• Text block:

Thoughts Around Bloating


I am struggling to think helpful thoughts when I bloat.

My abdomen will expand multiple inches suddenly from causes no medical or health professional has yet been able to help me figure out (15 years of trying!). When it happens I look pregnant and have even been asked when the baby is due. I share that simply to illustrate the extent to how visual the bloating is. Sometimes I bloat after drinking a glass of water. Sometimes after I eat, sometimes if I don’t eat soon enough. Sometimes I bloat after intercourse!! So not attractive! (And so far no doctor has been able to explain that connection either.)

As a result of the bloating which sometimes lasts for hours, sometimes days, sometimes comes and goes throughout the day– finding clothing that fits well is challenging because my stomach changes sizes throughout the day. So I wear a lot of belts because one minute my pants are falling off and seemingly the next minute I can’t even button the pants and the belt is the only thing keeping my pants on. I often feel that I look frumpy because my clothes look too big when I am not bloated and too tight when I am.

When I bloat I feel
– embarrassed,
– unattractive,
– helpless to change it,
– afraid to eat,
– afraid to not eat
– resentful that I look pregnant when I am physically unable to have children
– I look like I don’t take care of my body (and I put a ton of effort into taking care of my body)

And to top it all off, the bloating can often trigger cramping, brain fog, and sometimes a migraine to boot.

This has been going on so long with unhelpful thoughts about the bloating circumstance. I need some new thoughts I can believe or some ladder thoughts to stop giving so much power and so much of my happiness to a physical condition. Help please!

• Work to be completed:
Answer these questions about the post on bloating:
1. For how many years has the writer been trying to find the cause of the bloating?
2. What item of clothing does the writer wear a lot of to cope with the changing stomach size?
3. Besides cramping and brain fog, what can the bloating sometimes trigger?

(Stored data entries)
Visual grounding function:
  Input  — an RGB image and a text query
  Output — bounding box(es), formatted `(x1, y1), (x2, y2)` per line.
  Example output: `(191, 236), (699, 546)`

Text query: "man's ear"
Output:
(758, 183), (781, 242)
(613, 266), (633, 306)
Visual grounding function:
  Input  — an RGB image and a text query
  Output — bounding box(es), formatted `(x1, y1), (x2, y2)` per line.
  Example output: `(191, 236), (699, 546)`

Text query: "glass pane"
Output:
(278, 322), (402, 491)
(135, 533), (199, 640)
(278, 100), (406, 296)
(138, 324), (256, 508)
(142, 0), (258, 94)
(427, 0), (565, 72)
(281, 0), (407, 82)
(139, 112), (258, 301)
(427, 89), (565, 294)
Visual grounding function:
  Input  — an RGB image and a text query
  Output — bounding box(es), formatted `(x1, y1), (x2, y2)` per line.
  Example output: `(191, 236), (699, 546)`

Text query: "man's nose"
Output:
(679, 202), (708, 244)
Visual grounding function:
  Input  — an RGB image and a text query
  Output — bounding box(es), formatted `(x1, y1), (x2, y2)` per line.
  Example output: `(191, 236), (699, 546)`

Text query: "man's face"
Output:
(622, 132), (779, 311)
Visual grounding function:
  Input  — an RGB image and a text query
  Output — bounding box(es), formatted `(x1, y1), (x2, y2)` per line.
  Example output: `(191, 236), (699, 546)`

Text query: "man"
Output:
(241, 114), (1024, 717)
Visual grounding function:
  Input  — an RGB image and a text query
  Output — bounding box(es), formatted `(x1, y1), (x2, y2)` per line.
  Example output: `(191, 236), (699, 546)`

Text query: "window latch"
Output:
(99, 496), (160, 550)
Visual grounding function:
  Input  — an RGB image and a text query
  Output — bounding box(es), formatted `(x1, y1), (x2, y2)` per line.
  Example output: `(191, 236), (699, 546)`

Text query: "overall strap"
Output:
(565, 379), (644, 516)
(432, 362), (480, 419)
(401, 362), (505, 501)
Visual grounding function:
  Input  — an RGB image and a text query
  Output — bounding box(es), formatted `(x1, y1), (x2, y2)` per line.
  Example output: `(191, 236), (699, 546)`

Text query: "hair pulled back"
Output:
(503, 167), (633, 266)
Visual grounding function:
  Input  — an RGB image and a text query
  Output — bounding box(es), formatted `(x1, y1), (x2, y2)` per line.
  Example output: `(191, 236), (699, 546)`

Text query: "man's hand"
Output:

• Exercise solution:
1. 15 years.
2. Belts.
3. A migraine.